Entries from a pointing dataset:
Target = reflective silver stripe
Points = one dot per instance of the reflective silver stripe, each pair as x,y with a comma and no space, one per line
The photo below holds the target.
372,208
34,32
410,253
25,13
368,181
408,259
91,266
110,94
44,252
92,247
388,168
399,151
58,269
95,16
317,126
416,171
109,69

What to do ▸
Print the data above verbatim, every line unchanged.

Task response ▸
Target = reflective silver stripe
Points = one dot per instance of the reflective silver stripe, each pair as x,y with a comma and no space, one per line
The photo below holds the target.
372,208
34,32
410,253
25,13
368,181
408,259
91,266
110,94
44,252
92,247
388,168
399,151
58,269
95,16
317,126
416,171
109,69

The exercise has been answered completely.